_PROBLEM TO WORK ON_.
Please gather every line in the rows below that contains the word "black", treating uppercase and lowercase as different.

_INPUT_.
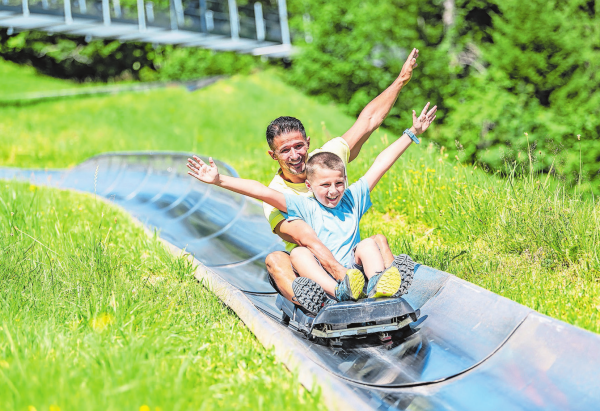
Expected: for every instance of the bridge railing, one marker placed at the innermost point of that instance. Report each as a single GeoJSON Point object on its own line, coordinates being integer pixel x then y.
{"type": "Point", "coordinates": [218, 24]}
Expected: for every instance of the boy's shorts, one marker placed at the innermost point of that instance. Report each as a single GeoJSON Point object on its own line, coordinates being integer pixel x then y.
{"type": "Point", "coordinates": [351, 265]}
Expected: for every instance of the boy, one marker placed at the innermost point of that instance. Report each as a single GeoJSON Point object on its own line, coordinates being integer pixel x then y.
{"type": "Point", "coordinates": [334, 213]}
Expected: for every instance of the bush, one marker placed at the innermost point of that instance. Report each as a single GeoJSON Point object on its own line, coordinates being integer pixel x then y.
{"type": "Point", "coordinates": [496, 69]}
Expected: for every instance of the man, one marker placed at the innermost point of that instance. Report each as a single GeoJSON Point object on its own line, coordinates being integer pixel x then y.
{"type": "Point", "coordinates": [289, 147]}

--

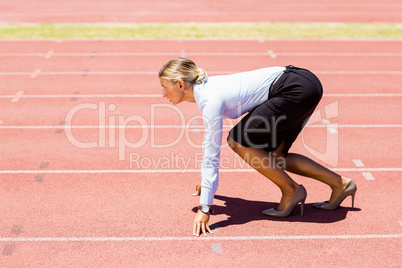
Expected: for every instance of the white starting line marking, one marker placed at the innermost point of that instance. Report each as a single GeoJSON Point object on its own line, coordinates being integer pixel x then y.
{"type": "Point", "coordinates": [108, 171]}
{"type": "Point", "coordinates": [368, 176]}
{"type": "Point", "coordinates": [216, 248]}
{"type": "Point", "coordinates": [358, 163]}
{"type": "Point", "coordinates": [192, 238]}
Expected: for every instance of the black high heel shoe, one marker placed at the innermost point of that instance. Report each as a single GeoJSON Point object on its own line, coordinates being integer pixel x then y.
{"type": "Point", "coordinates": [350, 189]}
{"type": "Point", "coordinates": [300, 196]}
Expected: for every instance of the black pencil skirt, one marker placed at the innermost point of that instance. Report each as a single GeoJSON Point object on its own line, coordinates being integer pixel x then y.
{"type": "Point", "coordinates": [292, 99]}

_TASK RESULT_.
Expected: for every instance of the black high heel shoe, one marker placed at the innermost point of that instance. Report each as a single GeoJSON Point object on its own line, coordinates being integer pixel x then y.
Expected: for every instance of the black pencil skirt, one marker placed at the innermost point of that instance. Report each as a single GeoJSON Point object on its own line, coordinates being integer pixel x then y.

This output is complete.